→ WORK REQUEST
Reproduce the listing below with every "rough mask" changed to "coarse mask" and nothing else altered.

→ MATERIAL SUPPLIED
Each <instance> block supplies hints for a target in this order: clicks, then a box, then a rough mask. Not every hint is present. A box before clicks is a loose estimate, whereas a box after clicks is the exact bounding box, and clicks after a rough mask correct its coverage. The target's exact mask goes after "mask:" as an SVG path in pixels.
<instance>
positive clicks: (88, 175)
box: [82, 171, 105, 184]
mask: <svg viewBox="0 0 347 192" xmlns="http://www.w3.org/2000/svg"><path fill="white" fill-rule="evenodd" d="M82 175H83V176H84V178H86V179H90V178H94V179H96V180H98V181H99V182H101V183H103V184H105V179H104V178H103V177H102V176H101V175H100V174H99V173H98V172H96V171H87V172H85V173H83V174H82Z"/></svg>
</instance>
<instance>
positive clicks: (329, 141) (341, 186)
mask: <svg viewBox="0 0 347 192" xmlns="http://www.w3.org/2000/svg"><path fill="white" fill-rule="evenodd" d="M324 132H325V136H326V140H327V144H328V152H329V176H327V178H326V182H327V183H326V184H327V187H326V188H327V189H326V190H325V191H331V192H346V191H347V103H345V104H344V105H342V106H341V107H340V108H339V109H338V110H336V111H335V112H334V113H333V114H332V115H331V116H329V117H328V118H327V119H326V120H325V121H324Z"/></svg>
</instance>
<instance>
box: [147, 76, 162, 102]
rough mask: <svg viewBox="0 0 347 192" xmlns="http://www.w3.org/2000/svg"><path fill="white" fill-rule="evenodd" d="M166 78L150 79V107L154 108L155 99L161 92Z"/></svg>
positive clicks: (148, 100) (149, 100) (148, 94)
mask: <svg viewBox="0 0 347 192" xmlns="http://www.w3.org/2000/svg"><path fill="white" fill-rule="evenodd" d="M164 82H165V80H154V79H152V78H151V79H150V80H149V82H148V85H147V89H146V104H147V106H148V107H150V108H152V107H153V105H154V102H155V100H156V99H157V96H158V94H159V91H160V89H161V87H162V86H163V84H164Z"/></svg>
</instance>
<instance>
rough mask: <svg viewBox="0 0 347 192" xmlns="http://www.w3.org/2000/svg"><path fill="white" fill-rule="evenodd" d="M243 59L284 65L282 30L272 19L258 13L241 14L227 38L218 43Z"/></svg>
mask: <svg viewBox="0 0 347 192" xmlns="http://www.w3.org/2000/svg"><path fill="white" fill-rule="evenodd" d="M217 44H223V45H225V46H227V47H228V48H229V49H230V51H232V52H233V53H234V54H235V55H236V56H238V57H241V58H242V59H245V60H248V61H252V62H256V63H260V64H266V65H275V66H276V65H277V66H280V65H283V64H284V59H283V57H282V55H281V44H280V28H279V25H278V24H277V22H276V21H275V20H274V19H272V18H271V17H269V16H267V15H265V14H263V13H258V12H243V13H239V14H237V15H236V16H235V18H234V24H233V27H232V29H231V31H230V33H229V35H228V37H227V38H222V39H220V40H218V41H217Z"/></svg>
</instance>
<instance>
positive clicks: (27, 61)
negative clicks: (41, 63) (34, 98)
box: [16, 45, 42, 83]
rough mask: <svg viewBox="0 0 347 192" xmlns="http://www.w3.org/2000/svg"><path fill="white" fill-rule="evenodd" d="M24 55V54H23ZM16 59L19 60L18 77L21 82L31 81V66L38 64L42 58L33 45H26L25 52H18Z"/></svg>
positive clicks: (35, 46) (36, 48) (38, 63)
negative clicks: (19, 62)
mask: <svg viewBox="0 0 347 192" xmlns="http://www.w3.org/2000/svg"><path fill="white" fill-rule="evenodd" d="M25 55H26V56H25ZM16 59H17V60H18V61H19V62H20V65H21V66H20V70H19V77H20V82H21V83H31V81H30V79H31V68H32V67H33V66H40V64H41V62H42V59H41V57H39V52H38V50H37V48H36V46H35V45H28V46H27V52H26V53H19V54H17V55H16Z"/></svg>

→ ANSWER SECTION
Each <instance> block supplies hints for a target in this order: clicks, then a box, then a coarse mask. Not every hint is present. A box before clicks is a loose estimate, whereas a box after clicks is the exact bounding box, and clicks after a coarse mask correct its coverage. The target's exact mask goes after "mask:" as an SVG path in pixels.
<instance>
positive clicks: (88, 175)
box: [82, 171, 105, 184]
mask: <svg viewBox="0 0 347 192" xmlns="http://www.w3.org/2000/svg"><path fill="white" fill-rule="evenodd" d="M82 175H83V176H84V178H86V179H90V178H94V179H96V180H98V181H99V182H101V183H103V184H105V179H104V178H103V177H102V176H101V175H100V174H99V173H98V172H96V171H87V172H85V173H83V174H82Z"/></svg>
</instance>
<instance>
positive clicks: (329, 141) (341, 186)
mask: <svg viewBox="0 0 347 192" xmlns="http://www.w3.org/2000/svg"><path fill="white" fill-rule="evenodd" d="M324 132H325V136H326V140H327V144H328V152H329V176H327V178H326V182H327V183H326V184H327V187H326V188H327V189H326V190H325V191H331V192H346V191H347V103H345V104H344V105H342V106H341V107H340V108H339V109H338V110H336V111H335V112H334V113H333V114H332V115H331V116H329V117H328V118H327V119H326V120H325V121H324Z"/></svg>
</instance>
<instance>
box: [147, 76, 162, 102]
coarse mask: <svg viewBox="0 0 347 192" xmlns="http://www.w3.org/2000/svg"><path fill="white" fill-rule="evenodd" d="M166 78L150 79V107L154 108L155 99L161 92Z"/></svg>
positive clicks: (148, 100) (149, 100) (148, 94)
mask: <svg viewBox="0 0 347 192" xmlns="http://www.w3.org/2000/svg"><path fill="white" fill-rule="evenodd" d="M164 82H165V80H154V79H152V78H151V79H150V80H149V82H148V85H147V89H146V104H147V106H148V107H150V108H152V107H153V105H154V102H155V100H156V99H157V96H158V94H159V91H160V89H161V87H162V86H163V84H164Z"/></svg>
</instance>
<instance>
coarse mask: <svg viewBox="0 0 347 192" xmlns="http://www.w3.org/2000/svg"><path fill="white" fill-rule="evenodd" d="M243 59L284 65L282 30L272 19L258 13L241 14L227 38L218 43Z"/></svg>
mask: <svg viewBox="0 0 347 192" xmlns="http://www.w3.org/2000/svg"><path fill="white" fill-rule="evenodd" d="M217 44H223V45H225V46H227V47H228V48H229V49H230V51H232V52H233V53H234V54H235V55H236V56H238V57H241V58H242V59H245V60H248V61H252V62H256V63H260V64H266V65H275V66H276V65H277V66H280V65H283V64H284V59H283V57H282V55H281V44H280V28H279V25H278V24H277V22H276V21H275V20H274V19H272V18H271V17H269V16H267V15H265V14H263V13H258V12H243V13H239V14H237V15H236V16H235V18H234V24H233V27H232V29H231V31H230V33H229V35H228V37H227V38H222V39H220V40H218V41H217Z"/></svg>
</instance>
<instance>
positive clicks: (27, 61)
negative clicks: (41, 63) (34, 98)
box: [16, 45, 42, 83]
coarse mask: <svg viewBox="0 0 347 192" xmlns="http://www.w3.org/2000/svg"><path fill="white" fill-rule="evenodd" d="M24 55V54H23ZM16 59L19 60L18 77L21 82L31 81V66L38 64L42 58L33 45H26L25 52H18Z"/></svg>
positive clicks: (35, 46) (36, 48) (38, 63)
negative clicks: (19, 62)
mask: <svg viewBox="0 0 347 192" xmlns="http://www.w3.org/2000/svg"><path fill="white" fill-rule="evenodd" d="M25 55H26V56H25ZM16 59H17V60H18V61H19V62H20V65H21V66H20V70H19V77H20V82H21V83H31V81H30V79H31V68H32V67H33V66H40V64H41V62H42V59H41V57H39V52H38V50H37V48H36V46H35V45H28V46H27V52H26V53H19V54H17V55H16Z"/></svg>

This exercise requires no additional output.